## Information given
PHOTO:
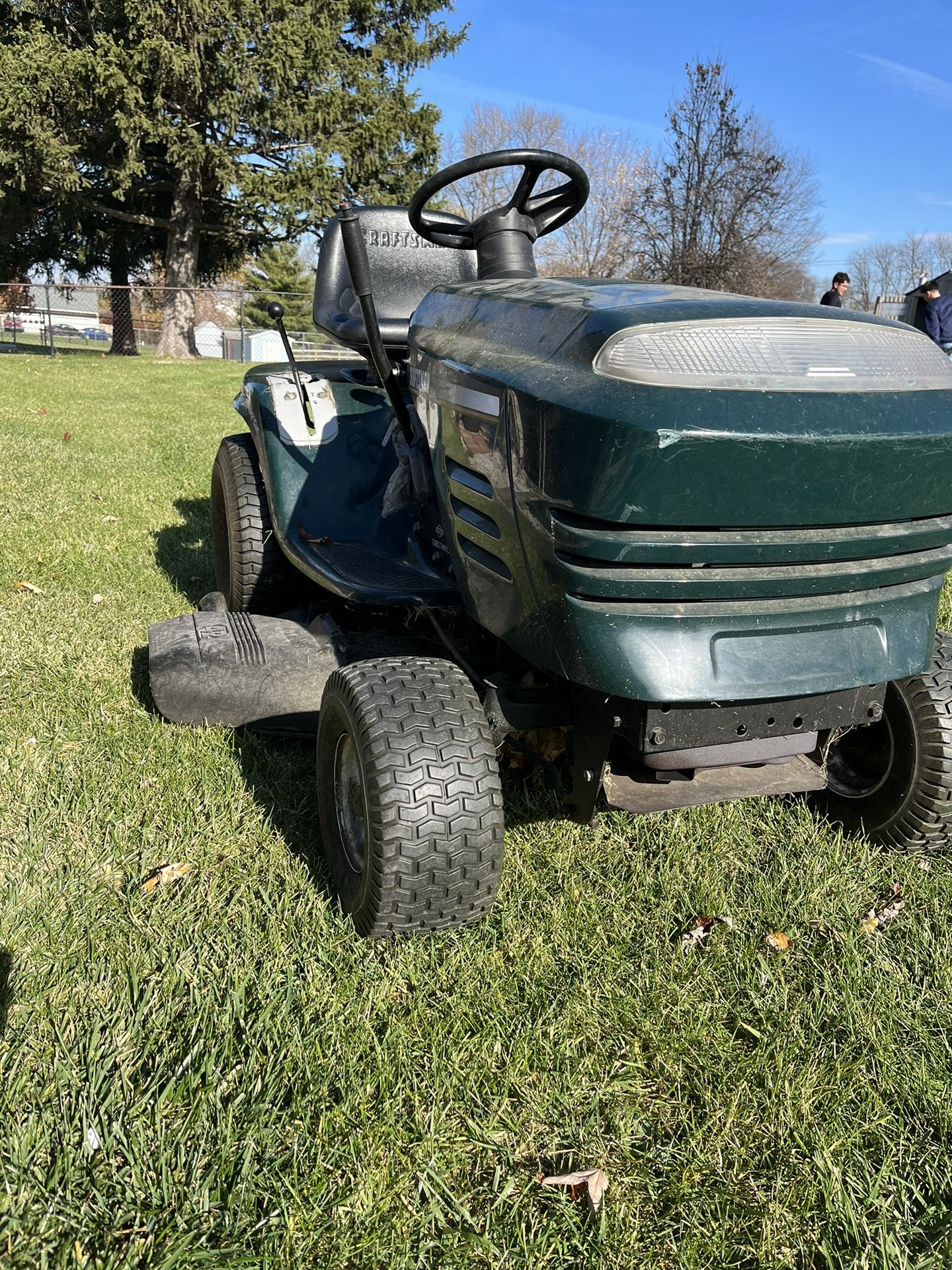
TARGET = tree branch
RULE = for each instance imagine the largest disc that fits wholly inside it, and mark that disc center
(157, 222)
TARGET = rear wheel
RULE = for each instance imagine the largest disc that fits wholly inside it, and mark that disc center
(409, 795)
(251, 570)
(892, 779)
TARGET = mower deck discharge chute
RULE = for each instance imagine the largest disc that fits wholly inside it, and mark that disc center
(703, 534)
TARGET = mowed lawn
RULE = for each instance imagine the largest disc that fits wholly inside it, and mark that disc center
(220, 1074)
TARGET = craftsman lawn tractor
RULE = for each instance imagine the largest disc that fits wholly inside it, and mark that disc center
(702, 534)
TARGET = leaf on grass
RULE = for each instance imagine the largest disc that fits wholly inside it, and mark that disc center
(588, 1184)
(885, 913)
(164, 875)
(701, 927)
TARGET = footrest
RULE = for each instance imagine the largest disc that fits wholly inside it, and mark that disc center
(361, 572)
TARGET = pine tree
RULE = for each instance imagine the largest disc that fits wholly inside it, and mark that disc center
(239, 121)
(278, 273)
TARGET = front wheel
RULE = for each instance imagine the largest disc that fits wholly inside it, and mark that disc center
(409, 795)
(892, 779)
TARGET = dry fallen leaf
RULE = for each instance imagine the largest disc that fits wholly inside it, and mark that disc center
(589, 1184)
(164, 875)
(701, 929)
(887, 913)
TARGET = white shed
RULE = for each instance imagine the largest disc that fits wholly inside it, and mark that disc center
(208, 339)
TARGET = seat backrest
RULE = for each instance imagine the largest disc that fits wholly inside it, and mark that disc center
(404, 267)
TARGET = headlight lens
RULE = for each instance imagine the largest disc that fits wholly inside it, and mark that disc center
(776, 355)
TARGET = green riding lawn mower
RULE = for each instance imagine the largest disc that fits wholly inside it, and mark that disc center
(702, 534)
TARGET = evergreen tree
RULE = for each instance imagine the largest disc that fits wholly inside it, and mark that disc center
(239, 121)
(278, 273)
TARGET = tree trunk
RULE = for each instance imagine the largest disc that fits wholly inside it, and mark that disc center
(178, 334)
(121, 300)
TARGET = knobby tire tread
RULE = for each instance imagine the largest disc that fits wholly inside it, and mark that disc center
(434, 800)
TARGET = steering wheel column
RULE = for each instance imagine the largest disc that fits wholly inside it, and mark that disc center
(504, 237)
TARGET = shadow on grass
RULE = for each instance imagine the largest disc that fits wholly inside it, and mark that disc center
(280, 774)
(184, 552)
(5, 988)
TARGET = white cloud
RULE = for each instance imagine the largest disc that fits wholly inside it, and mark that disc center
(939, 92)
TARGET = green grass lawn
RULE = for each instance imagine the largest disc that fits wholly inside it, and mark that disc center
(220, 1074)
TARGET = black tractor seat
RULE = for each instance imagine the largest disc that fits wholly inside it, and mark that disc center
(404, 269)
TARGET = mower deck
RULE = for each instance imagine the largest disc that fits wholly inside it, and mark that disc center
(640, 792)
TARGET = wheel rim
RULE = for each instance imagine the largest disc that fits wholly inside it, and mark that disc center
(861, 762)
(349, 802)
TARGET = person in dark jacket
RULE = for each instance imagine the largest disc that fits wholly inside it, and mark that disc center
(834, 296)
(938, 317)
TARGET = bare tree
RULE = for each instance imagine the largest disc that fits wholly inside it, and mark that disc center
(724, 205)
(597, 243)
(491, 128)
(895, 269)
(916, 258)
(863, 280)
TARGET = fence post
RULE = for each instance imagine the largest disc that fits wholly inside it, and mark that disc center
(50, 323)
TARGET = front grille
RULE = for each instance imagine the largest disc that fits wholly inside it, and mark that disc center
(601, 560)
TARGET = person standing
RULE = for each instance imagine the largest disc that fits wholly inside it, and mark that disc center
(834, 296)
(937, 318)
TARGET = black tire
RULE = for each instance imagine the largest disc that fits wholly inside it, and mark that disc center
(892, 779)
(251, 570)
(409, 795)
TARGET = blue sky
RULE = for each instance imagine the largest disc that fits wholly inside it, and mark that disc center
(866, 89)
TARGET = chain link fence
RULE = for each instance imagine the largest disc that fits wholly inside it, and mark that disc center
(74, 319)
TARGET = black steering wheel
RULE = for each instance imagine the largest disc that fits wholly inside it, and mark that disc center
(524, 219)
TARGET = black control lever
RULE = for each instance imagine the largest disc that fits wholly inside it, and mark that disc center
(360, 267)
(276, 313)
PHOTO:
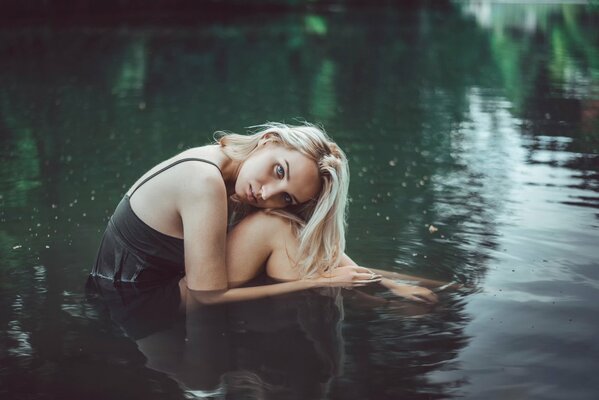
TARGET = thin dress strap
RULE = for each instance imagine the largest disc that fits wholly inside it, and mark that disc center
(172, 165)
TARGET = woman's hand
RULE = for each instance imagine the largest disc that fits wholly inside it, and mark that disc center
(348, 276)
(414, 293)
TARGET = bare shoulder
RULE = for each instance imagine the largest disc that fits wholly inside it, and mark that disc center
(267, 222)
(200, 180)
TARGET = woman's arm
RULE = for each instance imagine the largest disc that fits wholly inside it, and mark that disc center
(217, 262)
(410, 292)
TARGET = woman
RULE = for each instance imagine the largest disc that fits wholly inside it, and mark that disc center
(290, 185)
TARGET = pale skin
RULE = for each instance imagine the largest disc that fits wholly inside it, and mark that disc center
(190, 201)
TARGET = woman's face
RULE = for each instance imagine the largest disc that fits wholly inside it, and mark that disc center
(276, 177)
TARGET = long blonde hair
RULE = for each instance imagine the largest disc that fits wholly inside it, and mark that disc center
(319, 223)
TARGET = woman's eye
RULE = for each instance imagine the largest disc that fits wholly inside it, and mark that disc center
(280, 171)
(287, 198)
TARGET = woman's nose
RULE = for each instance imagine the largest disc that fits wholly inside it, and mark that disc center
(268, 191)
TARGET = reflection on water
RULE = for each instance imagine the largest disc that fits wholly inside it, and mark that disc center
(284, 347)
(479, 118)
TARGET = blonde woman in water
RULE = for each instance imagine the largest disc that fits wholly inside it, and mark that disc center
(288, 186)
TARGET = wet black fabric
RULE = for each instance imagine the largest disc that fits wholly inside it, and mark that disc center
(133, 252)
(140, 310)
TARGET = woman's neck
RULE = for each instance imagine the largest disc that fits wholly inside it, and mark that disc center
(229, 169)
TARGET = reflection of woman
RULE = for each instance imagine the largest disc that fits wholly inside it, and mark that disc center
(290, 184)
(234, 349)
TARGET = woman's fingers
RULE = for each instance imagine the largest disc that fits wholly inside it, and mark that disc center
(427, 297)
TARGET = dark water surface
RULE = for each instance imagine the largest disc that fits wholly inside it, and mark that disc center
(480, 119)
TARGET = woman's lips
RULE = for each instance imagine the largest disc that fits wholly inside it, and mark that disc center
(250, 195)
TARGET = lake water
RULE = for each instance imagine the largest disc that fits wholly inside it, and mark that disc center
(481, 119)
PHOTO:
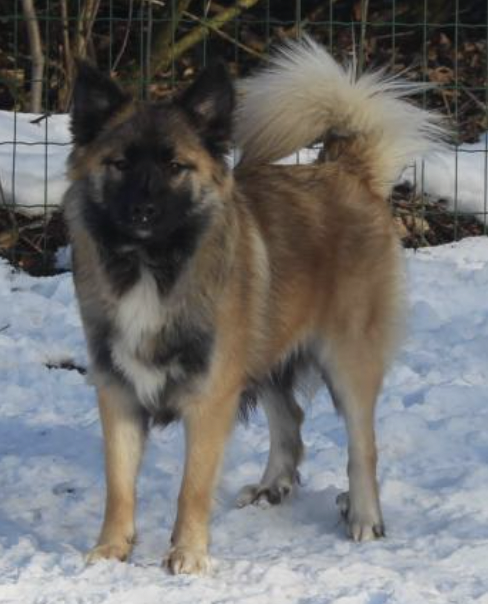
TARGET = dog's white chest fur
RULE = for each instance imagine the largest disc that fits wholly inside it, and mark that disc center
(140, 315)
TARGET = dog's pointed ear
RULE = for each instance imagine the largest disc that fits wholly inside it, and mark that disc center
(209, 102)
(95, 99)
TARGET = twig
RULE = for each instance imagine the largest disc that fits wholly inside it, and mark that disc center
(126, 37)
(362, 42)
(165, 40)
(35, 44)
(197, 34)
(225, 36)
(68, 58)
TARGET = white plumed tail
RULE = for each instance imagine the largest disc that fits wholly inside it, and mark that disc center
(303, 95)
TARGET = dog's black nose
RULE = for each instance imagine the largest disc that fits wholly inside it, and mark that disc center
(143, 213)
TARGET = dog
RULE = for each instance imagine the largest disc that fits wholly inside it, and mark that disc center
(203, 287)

## Written instruction
Extract, word for word, every line from the one holding "TARGET = dark water surface" through the closing line of the data above. Do not include any pictures.

## Task answer
TARGET = dark water surface
RULE = for each instance imagine the largest disc that fits wholly inside it, and mark that disc center
(480, 119)
TARGET = woman's lips
RULE = for each instance imagine the largest disc that fits wholly inside it, and mark that disc center
(250, 195)
TARGET = lake water
RULE = for each instance imagine the largest disc that fits wholly inside it, and mark that disc center
(481, 119)
PHOTO:
TARGET = dog's white chest fur
RULE = for each instance imagine the largest disc that fits wholly inside it, and mark that disc center
(140, 315)
TARGET = dog's pointed ear
RULE = for each instance imagine the largest disc that fits wholly inside it, and mark that disc center
(209, 102)
(95, 99)
TARGET = twig
RULE = for each instance imagine the largest disc that fits wholly inside it, and mark that disc center
(126, 37)
(362, 42)
(165, 40)
(35, 44)
(197, 34)
(225, 36)
(68, 58)
TARGET = white plumed tail
RULE = for each instance imagine the largest disc that fits wholly inside it, and mark that disc center
(303, 95)
TARGET = dog's black nose
RULE = for each instance imagine the largest disc that fits wholly inside it, and mark that disc center
(143, 213)
TARGET = dog
RULE = for each instance imagine the largest disc that fits wholly inside it, and mark that disc center
(203, 287)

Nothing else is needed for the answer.